◆ Set exercise: Pull every line from the material below that contains the word "orange" and copy each one unchanged.

◆ Given data:

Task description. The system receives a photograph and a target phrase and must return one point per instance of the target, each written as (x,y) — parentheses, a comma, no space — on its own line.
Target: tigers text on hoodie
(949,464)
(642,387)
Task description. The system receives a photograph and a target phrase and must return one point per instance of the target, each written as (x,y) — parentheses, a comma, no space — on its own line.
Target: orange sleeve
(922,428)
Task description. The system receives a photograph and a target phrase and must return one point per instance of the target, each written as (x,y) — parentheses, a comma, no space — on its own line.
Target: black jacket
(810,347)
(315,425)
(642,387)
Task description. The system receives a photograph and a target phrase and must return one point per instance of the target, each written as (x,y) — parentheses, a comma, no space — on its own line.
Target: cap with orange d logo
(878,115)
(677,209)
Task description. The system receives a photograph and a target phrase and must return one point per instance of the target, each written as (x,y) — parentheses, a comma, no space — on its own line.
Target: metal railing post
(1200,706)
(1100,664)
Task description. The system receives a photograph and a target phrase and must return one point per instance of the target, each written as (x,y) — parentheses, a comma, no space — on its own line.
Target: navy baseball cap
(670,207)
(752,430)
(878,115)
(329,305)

◆ Solution:
Target: orange sleeve
Target: cap with orange d logo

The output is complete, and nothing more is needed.